## REQUIRED WORK
Should any entry hold a picture, omit that picture and copy the rest of the entry exactly.

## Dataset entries
════════
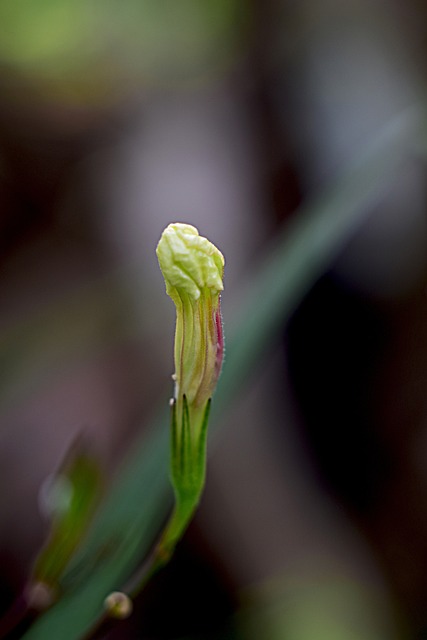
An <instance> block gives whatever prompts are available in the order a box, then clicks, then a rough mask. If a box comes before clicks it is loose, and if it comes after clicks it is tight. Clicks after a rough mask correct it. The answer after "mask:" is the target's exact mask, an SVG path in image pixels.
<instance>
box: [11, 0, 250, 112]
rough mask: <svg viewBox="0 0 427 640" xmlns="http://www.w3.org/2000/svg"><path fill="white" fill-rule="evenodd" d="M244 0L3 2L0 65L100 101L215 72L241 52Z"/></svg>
mask: <svg viewBox="0 0 427 640" xmlns="http://www.w3.org/2000/svg"><path fill="white" fill-rule="evenodd" d="M243 6H244V5H243V4H242V3H241V2H240V0H219V1H218V0H206V1H205V2H198V1H197V0H166V1H165V2H157V1H156V0H124V1H121V2H120V1H119V0H107V1H105V2H101V1H100V0H74V1H71V0H40V1H39V2H33V1H32V0H5V1H4V2H1V3H0V64H1V63H2V64H3V67H4V71H5V70H9V73H11V74H18V77H19V76H22V78H23V79H25V78H27V79H29V80H30V81H34V80H35V81H37V83H39V90H40V87H44V90H45V92H47V93H48V94H52V95H54V96H55V95H56V96H59V97H61V96H63V97H66V98H67V99H68V100H73V99H74V100H77V101H79V100H84V101H86V100H90V99H93V100H97V99H100V98H105V96H106V95H109V93H110V92H112V91H114V92H117V91H118V90H119V96H120V90H124V91H125V92H126V91H127V90H129V89H135V88H136V87H141V82H142V86H144V85H145V84H148V85H151V84H155V85H157V84H162V83H164V82H166V83H170V82H172V83H175V82H177V81H182V80H184V81H185V80H191V79H192V78H195V77H197V76H200V75H201V76H204V75H205V74H210V73H212V72H216V71H217V70H218V69H220V68H221V67H222V66H223V65H224V64H229V62H230V60H232V59H233V57H234V56H235V55H236V52H237V51H238V48H239V46H240V42H241V38H240V37H239V29H240V28H241V27H242V24H243V20H242V17H243V15H244V9H243Z"/></svg>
════════
## ANSWER BELOW
An <instance> block gives whatever prompts are available in the order a box, then clicks, then a rough mask. If a box comes before clicks it is loose, and if it comes after clicks it is tight. Clicks after a rough mask correct it. The answer after "mask:" is the target's exact mask, an SVG path in image pixels.
<instance>
box: [11, 0, 250, 112]
rough mask: <svg viewBox="0 0 427 640" xmlns="http://www.w3.org/2000/svg"><path fill="white" fill-rule="evenodd" d="M244 0L3 2L0 65L100 101L215 72L241 52Z"/></svg>
mask: <svg viewBox="0 0 427 640" xmlns="http://www.w3.org/2000/svg"><path fill="white" fill-rule="evenodd" d="M243 6H244V5H243V4H242V3H241V2H240V0H219V1H218V0H206V1H205V2H198V1H197V0H166V1H165V2H157V1H156V0H124V1H121V2H120V1H119V0H107V1H105V2H101V1H100V0H74V1H71V0H40V1H39V2H33V1H32V0H5V1H4V2H1V3H0V64H1V63H2V64H3V67H4V71H5V70H9V73H11V74H18V77H19V76H22V78H23V79H25V78H27V79H29V80H30V81H34V80H35V81H37V83H39V90H40V87H44V90H45V92H47V93H48V94H52V95H54V96H55V95H56V96H59V97H61V96H63V97H66V98H67V99H68V100H73V99H74V100H77V101H79V100H84V101H86V100H90V99H93V100H97V99H100V98H105V96H106V95H109V93H110V92H112V91H114V92H117V91H118V90H119V96H120V90H124V91H125V92H126V91H127V90H129V89H135V88H136V87H141V82H142V86H144V85H145V84H148V85H151V84H155V85H157V84H162V83H164V82H166V83H170V82H172V83H175V82H177V81H182V80H184V81H185V80H191V79H192V78H195V77H197V76H200V75H201V76H204V75H205V74H210V73H212V72H216V71H217V70H218V69H220V68H221V67H222V66H223V65H224V64H229V62H230V60H232V59H233V57H234V56H235V55H236V52H237V51H238V48H239V46H240V42H241V38H240V37H239V29H240V28H241V27H242V24H243V20H242V17H243V15H244V9H243Z"/></svg>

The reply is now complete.